▸ **Exercise material**
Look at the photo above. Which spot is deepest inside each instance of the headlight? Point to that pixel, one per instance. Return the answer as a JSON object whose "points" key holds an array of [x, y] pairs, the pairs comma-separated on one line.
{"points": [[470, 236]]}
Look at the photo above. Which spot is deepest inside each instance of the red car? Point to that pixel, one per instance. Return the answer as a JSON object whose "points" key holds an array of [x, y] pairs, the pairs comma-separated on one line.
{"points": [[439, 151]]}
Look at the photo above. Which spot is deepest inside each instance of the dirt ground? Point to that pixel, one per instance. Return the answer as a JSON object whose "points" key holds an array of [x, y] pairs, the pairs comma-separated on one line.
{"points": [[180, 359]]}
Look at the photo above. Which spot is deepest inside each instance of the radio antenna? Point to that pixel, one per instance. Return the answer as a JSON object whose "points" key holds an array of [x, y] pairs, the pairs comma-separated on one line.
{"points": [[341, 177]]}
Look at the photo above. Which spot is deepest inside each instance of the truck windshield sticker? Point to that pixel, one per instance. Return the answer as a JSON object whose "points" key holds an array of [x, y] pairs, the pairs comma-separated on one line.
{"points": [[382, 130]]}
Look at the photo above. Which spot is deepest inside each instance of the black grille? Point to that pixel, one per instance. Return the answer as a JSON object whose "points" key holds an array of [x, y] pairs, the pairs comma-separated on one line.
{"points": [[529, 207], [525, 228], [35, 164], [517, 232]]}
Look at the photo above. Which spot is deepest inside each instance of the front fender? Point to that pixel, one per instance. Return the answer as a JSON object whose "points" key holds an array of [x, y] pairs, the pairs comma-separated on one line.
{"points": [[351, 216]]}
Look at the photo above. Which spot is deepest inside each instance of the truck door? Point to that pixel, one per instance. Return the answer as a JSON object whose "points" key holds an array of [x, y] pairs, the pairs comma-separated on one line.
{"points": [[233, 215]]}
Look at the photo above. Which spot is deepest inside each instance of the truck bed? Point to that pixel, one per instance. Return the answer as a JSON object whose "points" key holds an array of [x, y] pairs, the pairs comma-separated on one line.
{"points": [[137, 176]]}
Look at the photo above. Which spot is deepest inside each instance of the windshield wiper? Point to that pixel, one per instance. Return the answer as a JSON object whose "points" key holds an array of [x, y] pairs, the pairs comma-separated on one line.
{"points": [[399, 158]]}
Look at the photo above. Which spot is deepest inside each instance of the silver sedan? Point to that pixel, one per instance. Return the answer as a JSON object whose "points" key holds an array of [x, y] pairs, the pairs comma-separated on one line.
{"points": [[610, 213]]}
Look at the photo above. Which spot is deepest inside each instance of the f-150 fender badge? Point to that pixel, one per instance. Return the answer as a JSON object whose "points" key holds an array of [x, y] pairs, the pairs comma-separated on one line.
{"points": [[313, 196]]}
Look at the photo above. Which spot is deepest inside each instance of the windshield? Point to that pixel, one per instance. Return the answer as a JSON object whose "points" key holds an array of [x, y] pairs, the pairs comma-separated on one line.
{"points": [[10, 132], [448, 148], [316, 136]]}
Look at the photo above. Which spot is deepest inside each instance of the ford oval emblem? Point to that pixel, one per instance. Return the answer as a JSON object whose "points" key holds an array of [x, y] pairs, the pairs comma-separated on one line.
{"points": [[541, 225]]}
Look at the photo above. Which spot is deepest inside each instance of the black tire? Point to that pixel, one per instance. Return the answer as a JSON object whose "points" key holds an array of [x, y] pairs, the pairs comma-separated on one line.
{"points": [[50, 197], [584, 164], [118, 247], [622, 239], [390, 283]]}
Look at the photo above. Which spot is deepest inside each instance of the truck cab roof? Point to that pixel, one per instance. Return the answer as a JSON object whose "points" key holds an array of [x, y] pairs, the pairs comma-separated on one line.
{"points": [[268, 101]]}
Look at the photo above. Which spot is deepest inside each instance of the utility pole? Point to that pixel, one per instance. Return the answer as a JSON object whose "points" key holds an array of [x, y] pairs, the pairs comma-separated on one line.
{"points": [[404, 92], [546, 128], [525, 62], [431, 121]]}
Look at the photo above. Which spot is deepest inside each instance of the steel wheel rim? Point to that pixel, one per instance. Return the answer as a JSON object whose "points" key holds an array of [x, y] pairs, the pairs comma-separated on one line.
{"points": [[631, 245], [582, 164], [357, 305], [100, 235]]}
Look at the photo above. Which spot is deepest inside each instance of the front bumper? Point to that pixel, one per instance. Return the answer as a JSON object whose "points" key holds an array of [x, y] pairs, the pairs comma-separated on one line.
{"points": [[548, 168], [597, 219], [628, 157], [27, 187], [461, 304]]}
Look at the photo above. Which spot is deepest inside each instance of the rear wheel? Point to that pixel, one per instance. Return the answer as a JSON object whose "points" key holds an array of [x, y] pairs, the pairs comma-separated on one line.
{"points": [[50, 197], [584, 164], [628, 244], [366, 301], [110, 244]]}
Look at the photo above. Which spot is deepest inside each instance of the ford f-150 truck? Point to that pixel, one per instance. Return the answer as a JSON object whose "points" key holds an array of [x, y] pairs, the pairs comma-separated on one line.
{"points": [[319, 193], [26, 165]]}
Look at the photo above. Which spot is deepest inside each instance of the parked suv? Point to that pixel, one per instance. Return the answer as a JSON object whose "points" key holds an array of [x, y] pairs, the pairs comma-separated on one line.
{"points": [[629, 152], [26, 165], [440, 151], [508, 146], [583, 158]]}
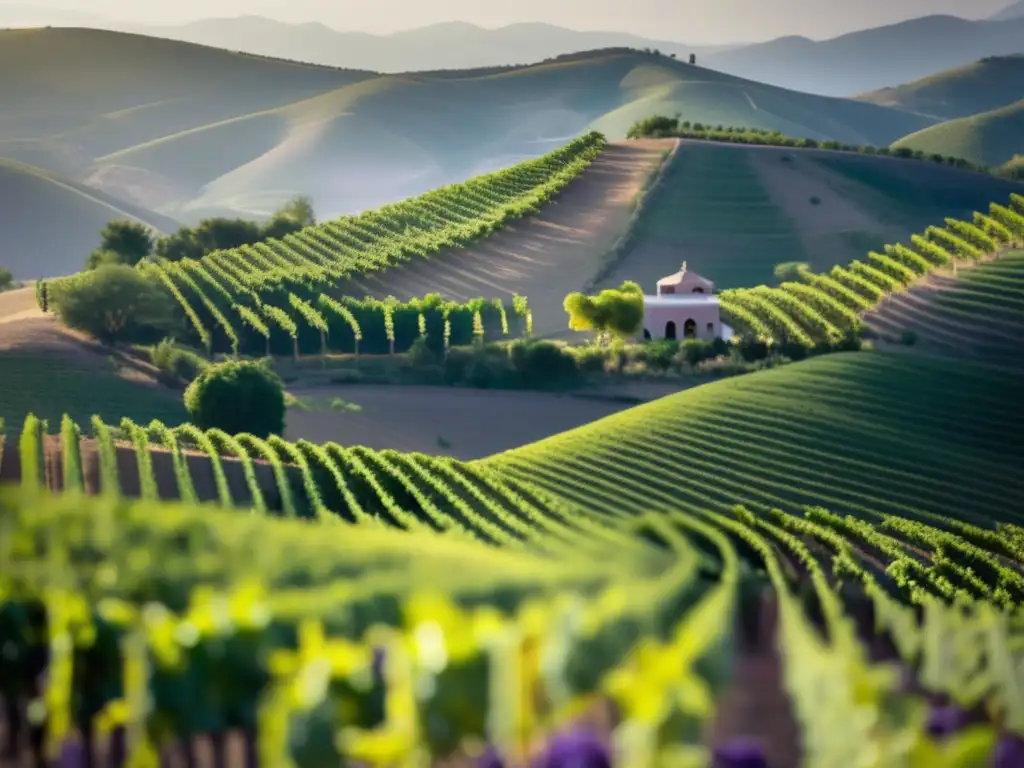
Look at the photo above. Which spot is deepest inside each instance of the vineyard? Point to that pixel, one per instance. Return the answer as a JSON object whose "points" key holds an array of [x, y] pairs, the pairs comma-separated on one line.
{"points": [[979, 311], [281, 295], [822, 306], [421, 608]]}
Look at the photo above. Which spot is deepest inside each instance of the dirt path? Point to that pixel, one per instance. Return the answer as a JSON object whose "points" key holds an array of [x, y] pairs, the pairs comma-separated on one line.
{"points": [[794, 182], [463, 423], [545, 256]]}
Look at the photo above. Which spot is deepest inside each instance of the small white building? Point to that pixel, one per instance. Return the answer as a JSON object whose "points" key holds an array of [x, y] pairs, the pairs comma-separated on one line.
{"points": [[685, 307]]}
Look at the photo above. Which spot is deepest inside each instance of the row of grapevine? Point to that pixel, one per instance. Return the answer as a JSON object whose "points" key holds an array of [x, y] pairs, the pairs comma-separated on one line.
{"points": [[821, 306], [226, 289], [649, 627]]}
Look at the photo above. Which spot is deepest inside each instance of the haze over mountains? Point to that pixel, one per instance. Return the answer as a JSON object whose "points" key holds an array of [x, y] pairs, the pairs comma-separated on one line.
{"points": [[854, 62], [99, 124]]}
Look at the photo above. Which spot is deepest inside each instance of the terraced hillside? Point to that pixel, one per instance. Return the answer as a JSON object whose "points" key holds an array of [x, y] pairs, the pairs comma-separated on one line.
{"points": [[34, 199], [812, 307], [989, 138], [734, 212], [281, 292], [861, 433], [976, 313], [630, 523], [259, 131]]}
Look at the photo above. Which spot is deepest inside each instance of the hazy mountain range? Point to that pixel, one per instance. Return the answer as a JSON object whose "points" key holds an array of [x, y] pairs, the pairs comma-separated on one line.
{"points": [[848, 65]]}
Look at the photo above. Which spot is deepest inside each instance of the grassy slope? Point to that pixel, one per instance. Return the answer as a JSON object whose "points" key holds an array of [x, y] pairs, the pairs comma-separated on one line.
{"points": [[859, 432], [224, 130], [988, 138], [981, 86], [49, 224], [977, 313], [49, 386], [733, 212]]}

▸ **The request**
Output the data above without changes, apart from leaving out the pictures.

▸ **Output below**
Look at the photo above. Which spot is deepest inside each instance of the headlight? Point to that pixel, one per instance. Return the answer as a JSON object whose "points" key holds an array of [x, y] pairs, the pairs comma-separated on one line.
{"points": [[470, 236]]}
Look at the photo above. Which spot is deepest inside each instance of the red car? Point to that pixel, one per instance. Return the answer as a JSON object whose "points" key holds an array of [x, y] pairs, the pairs comma-separated on one line.
{"points": [[439, 151]]}
Look at the photo above. Which spot is deepest inside each instance of the dirt ground? Point to that pixel, one per instance. Return the answer as a JSON object whose "points" key holds an array of [x, y] pairs, the pairs comma-separated on one line.
{"points": [[180, 359]]}
Look at the photo above. Which spot is deepest inside each instance of the radio antenna? Point to that pixel, one per instance. Return the answer as a JSON object whose "points" key holds an array of [x, y] pairs, the pairs comma-separated on one line.
{"points": [[341, 177]]}
Look at the photo above. Which spot is deepest inside each instance of the truck windshield sticker? Point to that pixel, one per instance. Return the answer as a JSON object whose "points" key holds an array of [x, y] pairs, the pairs comma-separated on one line.
{"points": [[382, 130]]}
Look at the photo above. Which spot is deepest inside each instance of the black grille? Point to that pixel, one per instance. Return the answer as a JSON object whose "points" key holds an array of [x, y] pairs, the pairs comma-separated on one line.
{"points": [[529, 207], [525, 228], [35, 164], [517, 232]]}
Look at the photo above. Which spot is deepest inside each instance of the front fender? Point to that pixel, one per instance. Return the answer as a JSON object whose "points" key holds an array of [x, y] pairs, the pairs comma-separated on one line.
{"points": [[351, 216]]}
Look at the photo above. Which spot is deepest inside each instance of the truck door? Point to that pixel, one per instance. Return the answer as a JSON object whose "points" key holds an array of [x, y] pairs, the pairs comma-separated on one line.
{"points": [[233, 215]]}
Look at the photo above. Which spot is deepest inside each instance of the truck bed? Point to that pixel, one per instance. Return the answer as a JSON object whose "points" key holds an array of [x, y] pairs, the pairs comma-separated on one line.
{"points": [[137, 176]]}
Look at the photo above. Which spot is deepest inside each instance of the windshield wiper? Point to that pixel, one per instance. Return the answer as a JSON object whose "points" key holds an array of [x, y] pairs, the pairs comma-separated on one line.
{"points": [[399, 158]]}
Look at the photo above. Which spot is deepest inside each instance of the silver sedan? Point to that pixel, one per instance. Return the answer as a JSON object whose "points" key holds an array of [x, y] pairs, the pairs comma-separated on one line.
{"points": [[610, 213]]}
Look at the photo above. Which spot is deepest inside each instance of the f-150 fender badge? Point to that pixel, one per instance. Return the answer as a JSON object whose "points" key holds an array of [x, y] pairs, the pairs comma-separated on one line.
{"points": [[313, 196]]}
Look at the photo above. Which spot is deepest inside each instance of the windshield? Point to that pixel, one per instance. Return the answer as a JSON object whose "points" key holds an array of [x, y] pairs, the pairs comma-separated on one line.
{"points": [[10, 132], [448, 148], [316, 136]]}
Look at the photo above. Which spot is deepest inside each instance of the ford oval emblem? Point to that pixel, one per instance. Return the answer as a JSON object whose "points" key holds an array of [x, y] pairs, the pairs comma-separated on one line.
{"points": [[541, 225]]}
Look at the photo above. Which spot is deepest inside each instance of the black tire? Point to that pixel, one per instance. Return the answer as a JSON object whose "points" key holds an array of [x, y] pairs, the pairs comma-separated on one line.
{"points": [[50, 197], [584, 164], [118, 247], [622, 239], [390, 283]]}
Look at the photo above. Which spot is deepest inside each instance of the truck cab roof? Point to that pixel, one per instance. Return the answer as a JSON object whose "points" key holds an array of [x, y] pairs, the pairs comma-separated on one line.
{"points": [[268, 101]]}
Look at the photo above. Which spot is deepest inside each instance of the utility pole? Point to that pixel, one per instance. Return the answer as a JSON object whose "points" key holds an array of [x, y] pairs, the pairs comma-separated on one line.
{"points": [[404, 92], [546, 128], [525, 62], [431, 121]]}
Look at the photo above. Which spot is deepest inside each instance of the steel wheel rim? Point to that pixel, one per instance. Return the answer as a JSON object whose "points" key holds an array of [x, y] pairs, the pairs comma-separated on one line.
{"points": [[631, 245], [582, 164], [357, 305], [100, 235]]}
Look at the photo above. Which spot is deepest inside each instance of the front bumper? Point to that pixel, one per instance. Return the answer as a JSON object whose "points" key holds an array of [x, y] pairs, the pairs comma-separated on one line.
{"points": [[548, 168], [597, 219], [628, 157], [27, 187], [461, 304]]}
Look at the photo above. Which spot is deepest inside each instance of the rear wheel? Point to that pixel, one per instance. Return the answer as a JSON object whose "points" key holds an array of [x, y] pairs, the pairs comma-separated on one line.
{"points": [[50, 197], [584, 164], [628, 244], [366, 301], [110, 244]]}
Look at the photo above. Which spot is deepest inside each instance of the ford f-150 truck? Point to that pixel, one per instance. Return the answer as a JSON object whose "points" key holds an array of [x, y] pairs, the pairs comma-separated on one line.
{"points": [[319, 193], [26, 165]]}
Look at the photo above. Which spot is deepest inside each instance of the parked suv? Point to that pixel, one per instance. Return the answer as a JSON object whose "points" key holds an array of [x, y] pairs, the pairs comma-separated on one line.
{"points": [[629, 152], [26, 165], [440, 151], [508, 146], [583, 158]]}
Look at the photo above. Which spot is deepest inside each instance of the vineyard? Point to that pixel, one per instance. Return the answer as a JSON object whose "points" key holds an array of [x, y] pairs, the pairs comma-separated on one line.
{"points": [[979, 311], [281, 295], [822, 306], [421, 608]]}
Look at the photo above. Which spot is deepest inside each instance of the dirt path? Point to that pixel, one per instance. Return the answer as a JSON object whose "points" key holds an array of [x, y] pairs, the pairs comma-separated on one line.
{"points": [[794, 182], [463, 423], [545, 256]]}
Look at the photo above. Which spot is deepest inside each instance of the small white building? Point to that pixel, one per instance. Return the answer as a JSON object whose "points" key holds an array of [x, y] pairs, the pairs comma-separated on one line.
{"points": [[685, 307]]}
Look at the photo above. Which spot is deepest inside each instance of the row of grapevine? Point to that pixel, one per instance. Return the answer as a JSON object whose "points" key holds an array of [x, y] pairs, the pairs comma-separated on one line.
{"points": [[821, 306], [226, 289], [649, 627]]}
Look at the photo above. Which spot is deepest inside each instance of the haze over mountains? Point to that pixel, one per instance. Return the answer as a JSON object whose "points" key holds an array of [x, y] pairs, the pairs comma-separated on one line.
{"points": [[854, 62], [99, 124]]}
Look at the photo above. Which spot is deepest inside each instance of the terraced hillside? Point to that pixel, one per instance. Return the answer as a JSON object whose "points" key holds an array of [x, y] pairs, the pairs comma-separated on one line.
{"points": [[34, 199], [812, 307], [989, 138], [734, 212], [281, 292], [861, 433], [976, 313], [630, 523], [259, 131]]}
Look at the photo above. Which spot is deepest inside each instance of the hazy mountain range? Point to that pixel, one per instance. Return the answer as a JSON object whose "points" key holds an array of [x, y] pairs, the pairs comma-separated on one line.
{"points": [[848, 65]]}
Look at the photo above. Which spot is deepest inside each instance of the grassy slope? Point to that pixel, one per instance. Return the answer as a JSON object whose "points" key holds an array of [x, y] pairs, the pairs comma-separated on one line.
{"points": [[859, 432], [224, 130], [988, 138], [981, 86], [49, 224], [977, 313], [49, 386], [733, 212]]}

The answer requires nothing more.